Problem: Write out each line below exactly as it appears.

Dataset records:
'''
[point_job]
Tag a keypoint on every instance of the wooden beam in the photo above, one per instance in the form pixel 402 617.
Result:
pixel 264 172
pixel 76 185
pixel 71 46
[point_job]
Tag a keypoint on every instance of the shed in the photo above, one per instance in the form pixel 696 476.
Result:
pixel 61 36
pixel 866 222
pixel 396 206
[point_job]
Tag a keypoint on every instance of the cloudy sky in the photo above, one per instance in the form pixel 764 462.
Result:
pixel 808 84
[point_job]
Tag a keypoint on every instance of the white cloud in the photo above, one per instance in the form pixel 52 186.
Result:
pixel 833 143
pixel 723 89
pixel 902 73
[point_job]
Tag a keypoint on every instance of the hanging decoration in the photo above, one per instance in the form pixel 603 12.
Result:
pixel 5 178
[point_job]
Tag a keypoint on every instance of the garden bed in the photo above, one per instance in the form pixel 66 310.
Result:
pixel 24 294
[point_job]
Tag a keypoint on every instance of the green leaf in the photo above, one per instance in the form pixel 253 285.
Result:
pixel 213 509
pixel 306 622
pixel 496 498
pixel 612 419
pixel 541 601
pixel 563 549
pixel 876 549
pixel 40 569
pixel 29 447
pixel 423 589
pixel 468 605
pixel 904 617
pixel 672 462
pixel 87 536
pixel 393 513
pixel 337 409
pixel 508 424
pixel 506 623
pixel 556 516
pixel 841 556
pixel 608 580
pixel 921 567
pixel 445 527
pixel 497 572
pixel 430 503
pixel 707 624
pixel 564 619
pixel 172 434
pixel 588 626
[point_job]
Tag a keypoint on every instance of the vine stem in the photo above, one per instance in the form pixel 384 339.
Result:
'''
Reply to the task:
[point_job]
Tag a keypoint on every instance of the wooden beam in the photo above, one per instance in the form pixel 402 617.
Result:
pixel 264 172
pixel 76 185
pixel 71 46
[point_job]
Tag a keypoint on every instance of the shed in the photo above, one per instance in the form pixel 696 476.
Result:
pixel 61 36
pixel 866 222
pixel 396 206
[point_job]
Tag a keypoint on every instance of the cloudy sky in the photo above, one per instance in the form pixel 764 462.
Result:
pixel 808 84
[point_job]
Tag a keypoint on every instance of the white cloud in the photo above, one per instance in the form pixel 52 186.
Result:
pixel 833 143
pixel 723 89
pixel 902 73
[point_job]
Tag a keypoint on every instance of the hanging decoration in the photo above, one per instance in the form pixel 603 12.
Result:
pixel 5 178
[point_job]
Tag a keypoint on every instance of the garden bed in the photo above, one per instance in the form pixel 66 310.
Result:
pixel 24 294
[point_job]
Tag a keypoint on every instance of the green leaf in the photo above, one per instance in the form pixel 253 285.
Result:
pixel 213 509
pixel 306 622
pixel 496 498
pixel 612 419
pixel 541 601
pixel 563 549
pixel 876 549
pixel 40 569
pixel 29 447
pixel 423 589
pixel 468 605
pixel 904 617
pixel 672 462
pixel 87 536
pixel 393 513
pixel 337 409
pixel 508 424
pixel 506 623
pixel 556 516
pixel 841 556
pixel 608 580
pixel 921 567
pixel 445 527
pixel 497 572
pixel 430 503
pixel 707 624
pixel 564 619
pixel 172 434
pixel 588 626
[point_job]
Tag a keypoint on every instance of the vine stem in the photo above, one per instance in the form pixel 384 339.
Result:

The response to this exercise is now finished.